● WAT WORDT GEVRAAGD:
1/ Leg in één tot drie zinnen uit waarom staatssecretaris Heijnen volgens het stuk over het nieuwe fietsbeleid wil dat meer mensen met de fiets naar het werk gaan.
2/ Schrijf uit het stuk over het nieuwe fietsbeleid alles vanaf "Heijnen wil dat" tot en met "ziek, stelt ze." woordelijk over.
3/ Vat het stuk over het nieuwe fietsbeleid samen in twee zinnen.

● TEKSTBLOK:

+++

Meer mensen op de fiets naar het werk, een fietsenplan voor kinderen in arme gezinnen en investeringen in goede stallingen bij stations en nieuwe woonwijken. Dat zijn de speerpunten van het nieuwe fietsbeleid dat staatssecretaris Vivianne Heijnen (Infrastructuur en Waterstaat) dinsdag naar de Tweede Kamer stuurt. Uit nieuw onderzoek blijkt volgens de bewindsvrouw ook nog eens dat de fiets goed is voor de economie en de werkgelegenheid.
Heijnen wil dat de komende 2,5 jaar 100.000 extra mensen de fiets naar het werk pakken. Dat scheelt drukte op de weg en drukte in het openbaar vervoer. Bovendien melden fietsers zich gemiddeld genomen minder vaak ziek, stelt ze.
Vanuit het coalitieakkoord heeft Heijnen 50 miljoen euro beschikbaar voor verdere verbetering van fietsenstallingen bij de stations, zodat het aantrekkelijker is een deel van de reis van en naar het werk met de fiets te doen. Verder wil ze bijdragen aan een landelijk dekkend netwerk van doorfietsroutes, om snel en veilig te kunnen doorfietsen. Daar zijn provincies en gemeenten nu al mee bezig.
Maatschappelijk voordeel
Ook wil het kabinet bij de bouw van nieuwe woonwijken steeds kijken welke kansen de fiets biedt om huizen bereikbaar te houden, naast openbaar vervoer en auto. Verder komt er een actieplan om ook kinderen uit gezinnen die van een bijstandsuitkering leven te kunnen laten fietsen.

+++

● GEËXTRAHEERDE RECORDS:
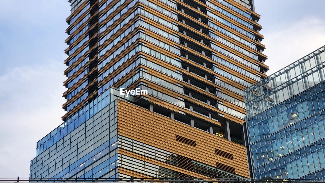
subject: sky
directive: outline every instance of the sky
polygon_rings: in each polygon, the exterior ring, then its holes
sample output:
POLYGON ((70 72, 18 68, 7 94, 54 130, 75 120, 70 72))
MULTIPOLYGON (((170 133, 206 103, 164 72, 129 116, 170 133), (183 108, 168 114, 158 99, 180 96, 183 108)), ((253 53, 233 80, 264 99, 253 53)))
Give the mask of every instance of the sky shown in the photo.
MULTIPOLYGON (((325 1, 255 0, 272 74, 325 45, 325 1)), ((0 0, 0 177, 28 177, 63 122, 67 0, 0 0)))

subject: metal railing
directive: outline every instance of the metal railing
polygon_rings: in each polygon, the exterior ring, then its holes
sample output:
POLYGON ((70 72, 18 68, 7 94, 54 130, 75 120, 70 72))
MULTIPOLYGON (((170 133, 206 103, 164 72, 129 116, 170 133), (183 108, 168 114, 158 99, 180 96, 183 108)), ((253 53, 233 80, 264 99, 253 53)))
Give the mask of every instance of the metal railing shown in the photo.
POLYGON ((127 182, 177 182, 177 183, 308 183, 322 182, 325 179, 276 179, 227 178, 155 178, 131 177, 130 178, 0 178, 0 183, 13 182, 95 182, 101 183, 120 183, 127 182))

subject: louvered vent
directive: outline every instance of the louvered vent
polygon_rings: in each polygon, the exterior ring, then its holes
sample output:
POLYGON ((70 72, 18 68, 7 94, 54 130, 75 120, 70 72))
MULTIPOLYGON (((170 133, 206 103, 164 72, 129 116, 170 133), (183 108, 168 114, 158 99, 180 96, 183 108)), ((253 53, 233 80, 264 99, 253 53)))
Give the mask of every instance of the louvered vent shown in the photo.
POLYGON ((183 142, 183 143, 185 143, 190 146, 195 147, 196 147, 196 142, 194 140, 188 139, 187 138, 183 137, 177 135, 176 135, 176 140, 183 142))
POLYGON ((185 178, 186 177, 189 178, 195 178, 193 176, 187 175, 185 174, 181 173, 181 172, 178 172, 178 178, 185 178))
POLYGON ((216 149, 214 149, 214 150, 215 151, 215 153, 217 154, 231 160, 234 159, 234 155, 230 153, 216 149))
POLYGON ((231 167, 230 166, 224 164, 222 163, 220 163, 218 162, 217 162, 216 166, 217 168, 218 168, 222 169, 228 172, 231 172, 232 173, 233 173, 234 174, 235 173, 235 168, 233 167, 231 167))
POLYGON ((177 166, 180 168, 193 170, 193 162, 192 159, 180 155, 177 155, 177 166))

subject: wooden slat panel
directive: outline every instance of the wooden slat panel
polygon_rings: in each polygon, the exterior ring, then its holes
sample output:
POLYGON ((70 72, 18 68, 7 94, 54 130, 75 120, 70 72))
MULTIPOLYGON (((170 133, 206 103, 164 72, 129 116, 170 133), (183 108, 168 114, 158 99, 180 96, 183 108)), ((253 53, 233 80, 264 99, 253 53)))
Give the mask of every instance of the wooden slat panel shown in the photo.
POLYGON ((233 167, 236 174, 249 177, 245 146, 119 99, 117 110, 119 135, 214 166, 227 165, 227 171, 233 167), (176 135, 195 141, 196 147, 176 140, 176 135), (215 149, 234 159, 217 155, 215 149))

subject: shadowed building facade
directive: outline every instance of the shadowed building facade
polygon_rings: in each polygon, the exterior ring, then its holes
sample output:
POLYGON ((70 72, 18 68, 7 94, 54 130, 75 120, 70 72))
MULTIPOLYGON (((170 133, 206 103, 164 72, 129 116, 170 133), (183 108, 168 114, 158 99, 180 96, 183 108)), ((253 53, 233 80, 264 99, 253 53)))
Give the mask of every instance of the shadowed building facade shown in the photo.
POLYGON ((324 48, 244 90, 252 178, 325 178, 324 48))
POLYGON ((252 1, 69 2, 67 113, 31 179, 249 177, 243 90, 268 69, 252 1))

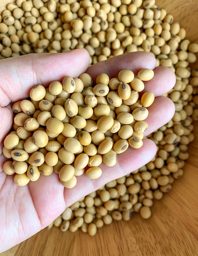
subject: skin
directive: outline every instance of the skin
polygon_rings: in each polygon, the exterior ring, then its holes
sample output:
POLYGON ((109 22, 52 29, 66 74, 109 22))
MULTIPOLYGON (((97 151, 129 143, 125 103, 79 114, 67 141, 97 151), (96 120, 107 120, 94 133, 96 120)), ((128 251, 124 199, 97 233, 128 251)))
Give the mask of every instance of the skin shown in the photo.
POLYGON ((0 252, 45 228, 82 197, 146 164, 156 153, 155 144, 144 139, 140 148, 129 148, 119 155, 115 166, 108 167, 102 164, 99 179, 90 180, 85 174, 77 177, 77 184, 72 189, 64 188, 55 173, 48 176, 41 175, 37 181, 23 187, 14 183, 12 176, 4 173, 3 139, 11 128, 13 118, 10 103, 27 97, 30 89, 38 84, 47 86, 53 81, 62 81, 66 75, 77 77, 86 71, 95 81, 97 76, 103 72, 111 78, 124 69, 132 70, 136 75, 142 68, 154 69, 153 79, 145 82, 145 91, 153 92, 156 98, 148 108, 146 121, 149 128, 145 135, 171 119, 174 104, 160 95, 173 88, 175 76, 167 68, 155 68, 155 59, 152 55, 144 52, 126 54, 88 68, 89 61, 88 54, 84 49, 66 53, 33 54, 0 61, 0 252))

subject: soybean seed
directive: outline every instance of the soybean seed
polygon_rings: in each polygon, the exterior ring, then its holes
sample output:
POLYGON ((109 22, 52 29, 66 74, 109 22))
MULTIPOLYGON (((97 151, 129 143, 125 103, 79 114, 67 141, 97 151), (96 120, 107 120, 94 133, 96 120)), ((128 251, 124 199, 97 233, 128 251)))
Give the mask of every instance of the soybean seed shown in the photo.
POLYGON ((97 166, 90 167, 86 172, 86 176, 91 180, 98 179, 101 175, 102 170, 97 166))

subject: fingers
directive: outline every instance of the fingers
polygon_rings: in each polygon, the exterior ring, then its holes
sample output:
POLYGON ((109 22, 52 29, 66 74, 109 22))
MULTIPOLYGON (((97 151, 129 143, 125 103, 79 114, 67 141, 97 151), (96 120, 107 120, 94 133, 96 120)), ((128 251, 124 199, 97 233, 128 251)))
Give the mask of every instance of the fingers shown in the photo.
POLYGON ((132 70, 135 75, 143 68, 154 69, 156 65, 155 57, 151 54, 145 52, 126 53, 99 62, 89 67, 86 71, 93 79, 94 83, 99 74, 106 73, 110 78, 117 77, 120 70, 128 69, 132 70))
POLYGON ((2 143, 2 139, 10 130, 12 125, 11 120, 13 118, 13 112, 10 106, 8 108, 0 107, 0 155, 2 152, 3 145, 2 143))
POLYGON ((145 136, 167 124, 175 112, 173 102, 168 98, 163 97, 156 98, 151 106, 147 108, 149 115, 144 121, 148 124, 148 129, 144 133, 145 136))
POLYGON ((156 153, 156 146, 150 139, 144 139, 140 148, 129 148, 124 153, 118 155, 116 164, 108 167, 102 164, 101 176, 96 180, 90 180, 85 174, 77 177, 77 184, 72 189, 65 189, 64 196, 67 207, 108 182, 126 175, 138 169, 150 161, 156 153), (149 149, 149 150, 148 150, 149 149))
POLYGON ((142 93, 152 92, 157 97, 169 92, 175 85, 175 75, 168 67, 157 67, 154 70, 154 74, 151 80, 144 82, 145 87, 142 93))
POLYGON ((85 72, 90 57, 84 49, 61 54, 32 54, 0 61, 0 106, 29 96, 33 86, 47 86, 64 76, 77 77, 85 72))
POLYGON ((154 69, 154 78, 150 81, 144 82, 145 89, 140 94, 149 91, 157 97, 169 91, 174 86, 176 77, 170 69, 161 66, 155 68, 156 64, 155 58, 149 53, 130 52, 99 62, 89 67, 86 72, 95 83, 97 76, 101 73, 106 73, 111 79, 117 77, 119 72, 123 69, 131 70, 137 75, 138 72, 143 68, 154 69))

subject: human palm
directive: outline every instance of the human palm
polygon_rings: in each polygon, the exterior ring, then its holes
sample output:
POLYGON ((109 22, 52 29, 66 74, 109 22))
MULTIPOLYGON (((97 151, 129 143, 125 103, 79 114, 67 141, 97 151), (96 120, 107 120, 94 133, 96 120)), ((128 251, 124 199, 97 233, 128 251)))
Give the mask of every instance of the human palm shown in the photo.
MULTIPOLYGON (((9 103, 27 98, 33 86, 47 86, 67 75, 77 77, 85 71, 94 81, 101 73, 111 78, 121 70, 130 69, 136 74, 142 68, 154 69, 156 65, 154 57, 143 52, 113 57, 88 68, 89 62, 88 53, 84 49, 62 54, 34 54, 0 61, 0 252, 45 227, 66 207, 83 196, 146 164, 156 153, 153 142, 144 139, 140 148, 129 148, 119 155, 115 166, 109 167, 102 164, 103 173, 99 179, 90 180, 84 175, 77 177, 77 184, 72 189, 61 185, 55 173, 48 176, 41 175, 36 182, 20 187, 14 183, 12 176, 4 172, 3 139, 11 128, 13 118, 9 103)), ((156 97, 148 108, 148 128, 145 136, 167 123, 174 111, 172 101, 160 97, 174 86, 173 72, 159 67, 155 68, 154 74, 151 81, 145 83, 145 90, 152 92, 156 97)))

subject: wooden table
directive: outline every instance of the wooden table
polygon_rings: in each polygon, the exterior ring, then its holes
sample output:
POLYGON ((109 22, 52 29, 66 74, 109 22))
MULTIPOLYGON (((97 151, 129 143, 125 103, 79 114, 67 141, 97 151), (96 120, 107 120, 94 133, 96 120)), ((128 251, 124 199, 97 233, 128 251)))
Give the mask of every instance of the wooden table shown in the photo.
MULTIPOLYGON (((197 0, 156 0, 156 3, 186 29, 188 38, 197 42, 197 0)), ((135 215, 128 222, 115 221, 99 229, 93 237, 80 231, 44 229, 0 256, 198 255, 198 122, 194 126, 195 139, 189 147, 184 175, 162 200, 155 202, 150 219, 135 215)))

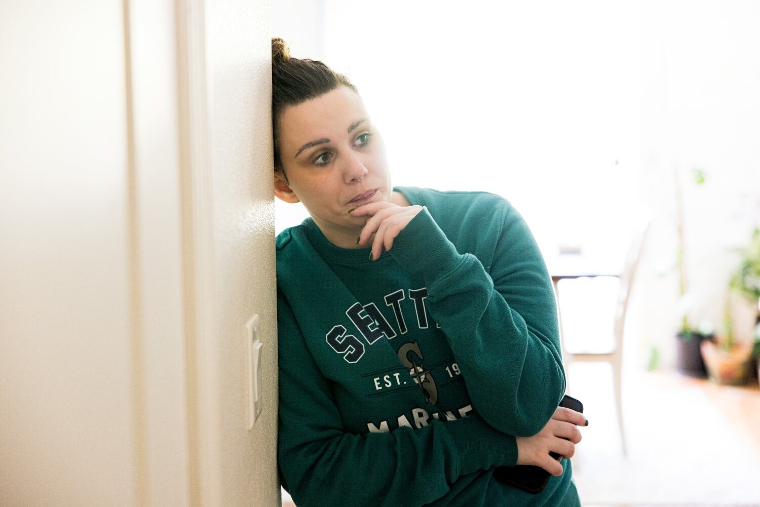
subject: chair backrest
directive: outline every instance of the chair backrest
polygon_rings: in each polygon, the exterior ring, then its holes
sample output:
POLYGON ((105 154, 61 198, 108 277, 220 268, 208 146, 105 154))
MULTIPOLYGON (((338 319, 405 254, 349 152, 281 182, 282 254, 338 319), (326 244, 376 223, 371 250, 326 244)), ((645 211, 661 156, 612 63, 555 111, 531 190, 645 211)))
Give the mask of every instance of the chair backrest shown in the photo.
POLYGON ((625 252, 625 261, 622 273, 620 274, 620 284, 618 287, 617 304, 615 309, 615 347, 616 350, 618 350, 622 347, 623 328, 625 324, 628 303, 651 224, 650 215, 647 214, 642 217, 634 227, 631 242, 629 243, 628 250, 625 252))

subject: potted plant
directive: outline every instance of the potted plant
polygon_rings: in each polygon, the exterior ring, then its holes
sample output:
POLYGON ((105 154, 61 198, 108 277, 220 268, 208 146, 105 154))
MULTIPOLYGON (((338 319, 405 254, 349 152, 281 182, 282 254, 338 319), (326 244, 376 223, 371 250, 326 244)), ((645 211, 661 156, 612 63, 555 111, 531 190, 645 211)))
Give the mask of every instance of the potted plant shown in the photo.
POLYGON ((746 383, 750 371, 752 347, 749 343, 738 342, 734 337, 731 312, 733 293, 733 290, 730 288, 726 295, 723 337, 703 341, 700 344, 700 351, 710 380, 717 384, 743 385, 746 383))
MULTIPOLYGON (((760 356, 760 312, 755 314, 755 343, 736 343, 731 312, 732 295, 739 294, 760 309, 760 229, 752 232, 749 246, 745 250, 739 268, 729 280, 729 290, 724 311, 725 339, 720 343, 701 344, 701 352, 711 379, 720 383, 745 383, 756 357, 760 356)), ((758 372, 760 376, 760 372, 758 372)))
MULTIPOLYGON (((700 350, 700 345, 705 339, 712 339, 713 334, 711 326, 701 325, 698 328, 691 325, 689 321, 689 311, 693 302, 693 296, 689 292, 689 284, 686 277, 686 265, 685 261, 686 234, 684 233, 683 198, 681 195, 681 185, 678 170, 674 164, 673 181, 676 190, 676 228, 678 243, 676 247, 676 276, 678 278, 679 307, 681 313, 681 327, 676 334, 676 362, 679 372, 700 379, 708 376, 705 361, 700 350)), ((705 173, 699 169, 692 170, 692 176, 695 184, 701 185, 705 183, 705 173)))

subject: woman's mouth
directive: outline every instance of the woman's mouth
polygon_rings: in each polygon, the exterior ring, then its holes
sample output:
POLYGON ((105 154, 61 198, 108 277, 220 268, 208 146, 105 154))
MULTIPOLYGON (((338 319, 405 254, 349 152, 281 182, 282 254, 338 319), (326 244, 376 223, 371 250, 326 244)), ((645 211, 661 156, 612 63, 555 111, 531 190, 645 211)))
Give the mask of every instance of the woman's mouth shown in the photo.
POLYGON ((375 189, 374 190, 370 190, 369 192, 366 192, 363 194, 359 194, 356 197, 355 197, 353 199, 351 199, 350 201, 349 201, 348 204, 361 204, 361 203, 363 203, 365 201, 369 201, 371 198, 372 198, 373 197, 375 197, 375 194, 376 194, 377 192, 378 192, 378 189, 375 189))

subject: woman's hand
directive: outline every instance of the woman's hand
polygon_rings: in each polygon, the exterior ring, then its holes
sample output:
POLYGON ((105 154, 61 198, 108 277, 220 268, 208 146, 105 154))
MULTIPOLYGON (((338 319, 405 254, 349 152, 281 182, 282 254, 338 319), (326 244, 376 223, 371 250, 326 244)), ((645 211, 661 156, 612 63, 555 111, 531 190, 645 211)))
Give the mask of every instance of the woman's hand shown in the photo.
POLYGON ((518 436, 518 464, 533 464, 540 467, 555 477, 564 471, 559 461, 551 456, 551 452, 563 458, 572 458, 575 444, 581 442, 578 426, 586 426, 586 418, 580 412, 558 407, 554 415, 537 435, 518 436), (565 439, 569 439, 565 440, 565 439))
POLYGON ((390 250, 394 239, 407 227, 414 217, 423 209, 422 206, 397 206, 391 202, 378 201, 363 204, 349 211, 352 217, 371 217, 362 229, 357 245, 362 245, 375 234, 372 251, 369 258, 375 260, 380 257, 383 247, 390 250))

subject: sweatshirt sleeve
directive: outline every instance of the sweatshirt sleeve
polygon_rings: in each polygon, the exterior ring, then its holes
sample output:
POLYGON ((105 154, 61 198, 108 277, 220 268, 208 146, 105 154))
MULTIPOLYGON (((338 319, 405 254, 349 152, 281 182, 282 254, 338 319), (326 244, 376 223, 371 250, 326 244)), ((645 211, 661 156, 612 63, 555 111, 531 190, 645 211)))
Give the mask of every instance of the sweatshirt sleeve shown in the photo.
POLYGON ((505 433, 530 436, 559 405, 565 369, 546 264, 522 217, 502 202, 489 273, 473 254, 458 253, 426 207, 390 252, 425 280, 428 312, 446 334, 475 410, 505 433))
POLYGON ((516 464, 515 437, 477 414, 416 429, 346 433, 331 381, 279 290, 277 304, 279 474, 299 507, 420 506, 445 495, 460 476, 516 464))

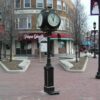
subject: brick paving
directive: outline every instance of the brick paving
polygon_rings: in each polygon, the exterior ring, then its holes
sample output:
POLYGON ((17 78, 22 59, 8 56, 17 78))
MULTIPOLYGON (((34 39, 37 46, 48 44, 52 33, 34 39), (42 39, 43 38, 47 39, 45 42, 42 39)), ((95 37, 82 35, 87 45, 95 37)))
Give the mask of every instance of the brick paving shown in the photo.
POLYGON ((0 100, 100 100, 100 80, 95 79, 98 59, 89 58, 85 72, 68 72, 52 58, 55 89, 59 95, 43 92, 44 66, 38 58, 30 58, 26 72, 6 72, 0 68, 0 100))

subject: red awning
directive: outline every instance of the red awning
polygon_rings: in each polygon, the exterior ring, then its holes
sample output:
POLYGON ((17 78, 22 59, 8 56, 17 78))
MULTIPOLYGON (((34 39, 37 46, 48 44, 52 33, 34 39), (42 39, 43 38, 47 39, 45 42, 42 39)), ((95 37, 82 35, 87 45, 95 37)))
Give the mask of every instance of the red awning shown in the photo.
POLYGON ((66 34, 66 33, 56 33, 52 34, 51 38, 58 38, 58 34, 60 35, 60 38, 73 38, 72 34, 66 34))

+++

● ANTWOORDEN PER NUMMER:
1/ Als meer mensen de fiets naar het werk pakken, scheelt dat drukte op de weg en in het openbaar vervoer. Bovendien melden fietsers zich volgens Heijnen gemiddeld genomen minder vaak ziek.

2/
Heijnen wil dat de komende 2,5 jaar 100.000 extra mensen de fiets naar het werk pakken. Dat scheelt drukte op de weg en drukte in het openbaar vervoer. Bovendien melden fietsers zich gemiddeld genomen minder vaak ziek, stelt ze.

3/ Staatssecretaris Heijnen stuurt de Tweede Kamer een nieuw fietsbeleid dat inzet op meer mensen op de fiets naar het werk, een fietsenplan voor kinderen in arme gezinnen en investeringen in stallingen bij stations en nieuwe woonwijken. Zo heeft ze 50 miljoen euro voor betere fietsenstallingen bij stations, wil ze bijdragen aan een landelijk dekkend netwerk van doorfietsroutes en komt er een actieplan om kinderen uit gezinnen met een bijstandsuitkering te laten fietsen.